- JOBS
• A. Reproduce the forum thread about duplicate GRUB menu entries in full, word for word.
• B. Rescale the records from the line containing "target | woman with long dark hair" through the last line of the records, both ends included, and give only those lines again, requests included. Multiply each answer coordinate by 2.3 and round it to a whole number, with halves rounded up, but leave the sample points in the format lines unchanged.

Hi after an update my tumbleweed install has two seperate openSUSE Tumbleweed entries including the submenus.
sudo grub2-mkconfig -o /boot/grub2/grub.cfg
did not work what should i do now?
Hi after an update my tumbleweed install has two seperate openSUSE Tumbleweed entries including the submenus.
sudo grub2-mkconfig -o /boot/grub2/grub.cfg
did not work what should i do now?
What do you mean with “did not work”?
It did not fix the problem, or did it fail to recreate the menu and aborted with an error message?
Anyway, please post a directory listing of /etc/grub.d/:
ls /etc/grub.d/
This contains scripts that generate the menu.
I suspect they are duplicated on your system, which causes duplicate entries (because the same scripts are run twice).

- DATA FOR THIS EXERCISE
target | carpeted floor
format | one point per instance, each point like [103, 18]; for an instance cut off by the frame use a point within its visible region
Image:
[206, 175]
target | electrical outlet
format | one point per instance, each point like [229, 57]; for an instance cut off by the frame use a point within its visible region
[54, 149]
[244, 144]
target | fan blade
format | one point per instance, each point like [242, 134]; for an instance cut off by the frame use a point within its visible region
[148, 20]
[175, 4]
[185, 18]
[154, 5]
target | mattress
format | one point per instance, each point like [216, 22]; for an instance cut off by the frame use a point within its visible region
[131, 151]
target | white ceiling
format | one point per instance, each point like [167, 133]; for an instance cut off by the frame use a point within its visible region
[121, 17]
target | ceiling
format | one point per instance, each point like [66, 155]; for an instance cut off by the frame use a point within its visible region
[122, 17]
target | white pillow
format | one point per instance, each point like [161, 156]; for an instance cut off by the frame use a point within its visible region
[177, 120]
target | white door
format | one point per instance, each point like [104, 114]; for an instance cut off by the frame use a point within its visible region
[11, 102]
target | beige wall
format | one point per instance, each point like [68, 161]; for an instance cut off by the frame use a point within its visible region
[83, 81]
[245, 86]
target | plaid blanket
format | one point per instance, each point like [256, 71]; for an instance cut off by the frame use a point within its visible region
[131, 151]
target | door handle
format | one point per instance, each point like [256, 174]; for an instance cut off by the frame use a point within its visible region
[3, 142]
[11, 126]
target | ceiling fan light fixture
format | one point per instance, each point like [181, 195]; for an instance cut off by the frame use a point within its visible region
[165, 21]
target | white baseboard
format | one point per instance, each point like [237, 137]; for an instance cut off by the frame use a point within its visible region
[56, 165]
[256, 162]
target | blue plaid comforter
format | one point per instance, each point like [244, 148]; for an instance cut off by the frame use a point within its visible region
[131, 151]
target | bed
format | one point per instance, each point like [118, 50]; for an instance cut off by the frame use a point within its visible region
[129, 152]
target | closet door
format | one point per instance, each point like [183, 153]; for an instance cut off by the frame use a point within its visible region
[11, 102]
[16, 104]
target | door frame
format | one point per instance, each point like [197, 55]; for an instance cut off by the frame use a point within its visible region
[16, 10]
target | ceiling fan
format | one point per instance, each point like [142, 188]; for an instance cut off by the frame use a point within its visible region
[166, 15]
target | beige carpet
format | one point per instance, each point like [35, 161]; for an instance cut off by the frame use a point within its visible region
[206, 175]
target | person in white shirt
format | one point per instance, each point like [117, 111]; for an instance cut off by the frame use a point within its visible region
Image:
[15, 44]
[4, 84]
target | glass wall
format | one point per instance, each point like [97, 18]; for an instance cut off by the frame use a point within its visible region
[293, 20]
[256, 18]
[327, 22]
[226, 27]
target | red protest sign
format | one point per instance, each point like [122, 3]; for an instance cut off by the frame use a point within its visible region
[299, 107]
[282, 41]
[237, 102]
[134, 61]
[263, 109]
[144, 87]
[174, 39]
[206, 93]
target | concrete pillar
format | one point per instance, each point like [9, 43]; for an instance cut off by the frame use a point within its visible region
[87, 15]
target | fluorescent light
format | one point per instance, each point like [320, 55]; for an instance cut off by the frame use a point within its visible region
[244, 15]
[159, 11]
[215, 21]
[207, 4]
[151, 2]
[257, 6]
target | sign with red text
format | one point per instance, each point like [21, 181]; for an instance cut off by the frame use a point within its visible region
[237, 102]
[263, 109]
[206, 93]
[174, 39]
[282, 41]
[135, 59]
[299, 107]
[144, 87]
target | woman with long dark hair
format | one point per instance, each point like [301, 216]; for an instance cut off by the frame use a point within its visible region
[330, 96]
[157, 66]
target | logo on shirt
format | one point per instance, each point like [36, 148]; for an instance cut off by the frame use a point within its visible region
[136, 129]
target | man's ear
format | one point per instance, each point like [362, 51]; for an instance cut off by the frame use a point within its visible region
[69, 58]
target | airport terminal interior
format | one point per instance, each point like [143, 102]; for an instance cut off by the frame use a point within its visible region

- TASK ANSWERS
• A.
Hi after an update my tumbleweed install has two seperate openSUSE Tumbleweed entries including the submenus.
sudo grub2-mkconfig -o /boot/grub2/grub.cfg
did not work what should i do now?
Hi after an update my tumbleweed install has two seperate openSUSE Tumbleweed entries including the submenus.
sudo grub2-mkconfig -o /boot/grub2/grub.cfg
did not work what should i do now?
What do you mean with “did not work”?
It did not fix the problem, or did it fail to recreate the menu and aborted with an error message?
Anyway, please post a directory listing of /etc/grub.d/:
ls /etc/grub.d/
This contains scripts that generate the menu.
I suspect they are duplicated on your system, which causes duplicate entries (because the same scripts are run twice).

• B.
target | woman with long dark hair
format | one point per instance, each point like [301, 216]; for an instance cut off by the frame use a point within its visible region
[759, 221]
[361, 152]
target | logo on shirt
format | one point per instance, each point like [36, 148]; for an instance cut off by the frame use a point within its visible region
[313, 297]
target | man's ear
format | one point per instance, each point like [362, 51]; for an instance cut off by the frame use a point within its visible region
[159, 133]
target | airport terminal interior
format | one point per instance, each point like [143, 102]; for an instance cut off by the frame use a point within its visible region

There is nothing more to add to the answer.